**Requirement**
For the data that follows, give the number of lines in which "post" appears. Add nothing to it.

════

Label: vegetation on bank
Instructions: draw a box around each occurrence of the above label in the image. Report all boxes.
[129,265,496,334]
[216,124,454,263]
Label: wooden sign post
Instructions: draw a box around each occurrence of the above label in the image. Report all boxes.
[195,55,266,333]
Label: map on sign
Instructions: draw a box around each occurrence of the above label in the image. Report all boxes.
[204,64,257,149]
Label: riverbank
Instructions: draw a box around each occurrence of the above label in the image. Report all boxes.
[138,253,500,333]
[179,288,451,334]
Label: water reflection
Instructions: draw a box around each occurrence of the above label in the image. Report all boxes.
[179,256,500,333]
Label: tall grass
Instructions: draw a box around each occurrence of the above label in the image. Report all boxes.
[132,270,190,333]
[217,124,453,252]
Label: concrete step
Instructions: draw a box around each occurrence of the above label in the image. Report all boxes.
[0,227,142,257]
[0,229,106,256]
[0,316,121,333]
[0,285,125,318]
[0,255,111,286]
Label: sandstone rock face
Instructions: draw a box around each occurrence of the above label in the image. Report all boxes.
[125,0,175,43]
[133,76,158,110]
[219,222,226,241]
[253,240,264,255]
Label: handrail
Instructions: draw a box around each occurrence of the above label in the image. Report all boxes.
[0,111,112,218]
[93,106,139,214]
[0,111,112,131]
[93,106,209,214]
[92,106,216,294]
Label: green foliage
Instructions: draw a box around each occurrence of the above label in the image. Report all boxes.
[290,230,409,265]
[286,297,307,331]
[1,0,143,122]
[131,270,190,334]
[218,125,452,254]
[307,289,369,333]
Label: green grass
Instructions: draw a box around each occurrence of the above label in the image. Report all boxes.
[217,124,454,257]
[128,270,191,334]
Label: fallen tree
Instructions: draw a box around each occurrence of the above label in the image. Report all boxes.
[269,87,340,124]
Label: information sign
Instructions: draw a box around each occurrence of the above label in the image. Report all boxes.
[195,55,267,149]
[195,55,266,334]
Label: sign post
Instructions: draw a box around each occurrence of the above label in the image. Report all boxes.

════

**Response to this exercise**
2